Extract every one of the items below verbatim, leaving out the pictures.
## Begin
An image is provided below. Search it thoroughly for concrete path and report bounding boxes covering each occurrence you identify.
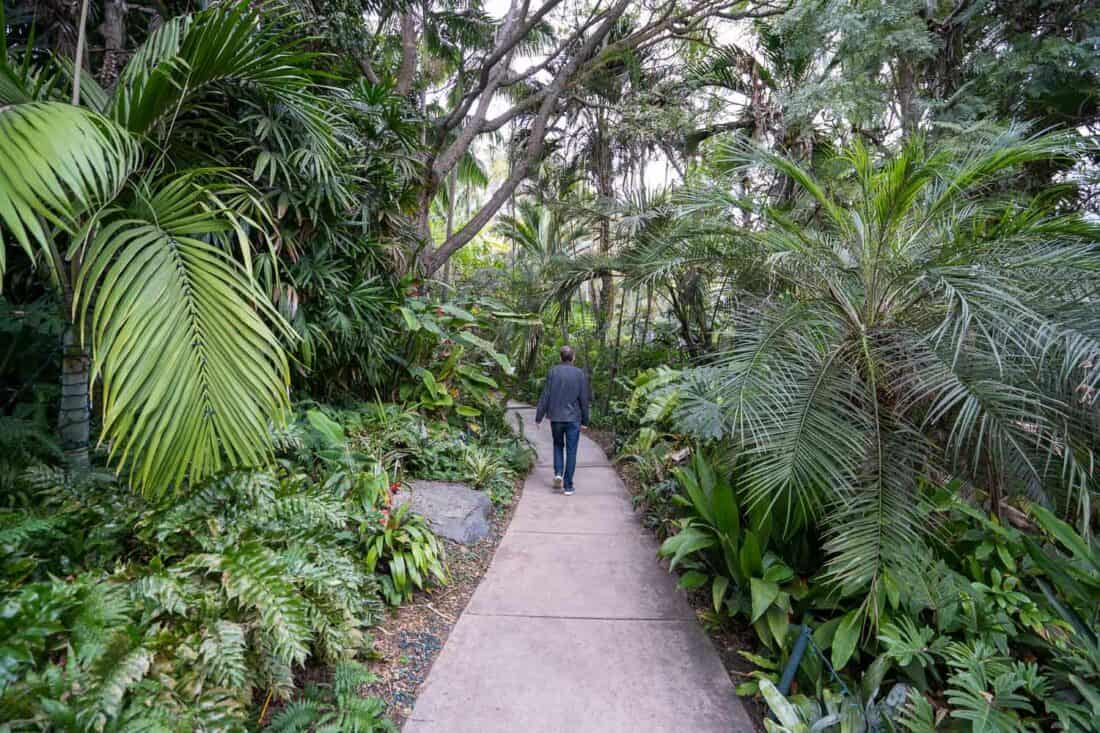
[404,407,754,733]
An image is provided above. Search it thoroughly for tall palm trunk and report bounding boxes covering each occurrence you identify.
[57,321,91,469]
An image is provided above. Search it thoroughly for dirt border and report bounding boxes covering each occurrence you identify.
[361,416,529,730]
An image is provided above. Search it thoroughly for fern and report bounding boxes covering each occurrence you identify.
[77,636,153,730]
[199,620,249,688]
[190,543,311,667]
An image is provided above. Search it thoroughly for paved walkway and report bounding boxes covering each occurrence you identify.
[404,408,752,733]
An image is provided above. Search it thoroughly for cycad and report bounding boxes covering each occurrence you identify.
[680,132,1100,608]
[0,3,334,492]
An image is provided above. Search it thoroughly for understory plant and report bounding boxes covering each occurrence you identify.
[0,403,526,731]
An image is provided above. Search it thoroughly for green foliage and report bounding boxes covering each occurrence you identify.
[361,504,447,605]
[0,403,529,731]
[265,661,397,733]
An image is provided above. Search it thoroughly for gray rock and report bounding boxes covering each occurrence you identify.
[394,480,493,545]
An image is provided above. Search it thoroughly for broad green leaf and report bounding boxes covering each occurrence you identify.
[740,530,763,578]
[398,306,420,331]
[765,605,791,649]
[760,679,806,733]
[749,578,779,622]
[679,570,708,590]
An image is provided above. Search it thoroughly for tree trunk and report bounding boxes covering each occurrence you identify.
[99,0,127,89]
[593,112,615,344]
[57,322,91,469]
## End
In response:
An image is provided below. Search it thoroughly for concrete path and report bounding boxes covering each occurrence you identify.
[404,407,754,733]
An image is provided above. Search it thoroughly for tall palm trunk and report bounding boxes covering each occurrence you identify.
[57,321,91,469]
An image is provided above. Search it thoroughly for dirt border and report bounding boxes covering each occurrence you identify.
[361,416,529,730]
An image is provided above. Search it thoroughly for fern and report bounding boxes covering each occurrence you identify.
[77,636,153,730]
[199,620,249,688]
[190,543,311,667]
An image is provided above. Search it thoroughly for paved walkway and report bounding boxes covering each occurrence you identify.
[404,408,752,733]
An image is provided above. Search it thoroughly for cycad and report bounding boxes covering each occurrence you identify.
[680,132,1100,608]
[0,3,334,492]
An image is provided above. Search it thoroughly for understory plant and report bounding boxes covering each occurrence you identify.
[0,403,526,731]
An image is provided above. Search it thoroughly for green foliage and report bounding boxes covering each occurrence you identify.
[361,504,447,605]
[0,403,529,731]
[265,661,397,733]
An image is provided above. Search it thoroughly for gray rock and report bounding boxes covering each occurrence you identify.
[394,480,493,545]
An image is provided above. Search it thoroughly for broad green leaf and report bounding boxes covering each occurrence you identify.
[740,530,763,578]
[398,306,420,331]
[765,605,791,649]
[760,679,806,733]
[749,578,779,622]
[679,570,708,590]
An image is provided above. Search it thoroughly for tree trunk and report bounding boxes covering each occurrence you identify.
[99,0,127,89]
[593,112,615,344]
[57,322,91,469]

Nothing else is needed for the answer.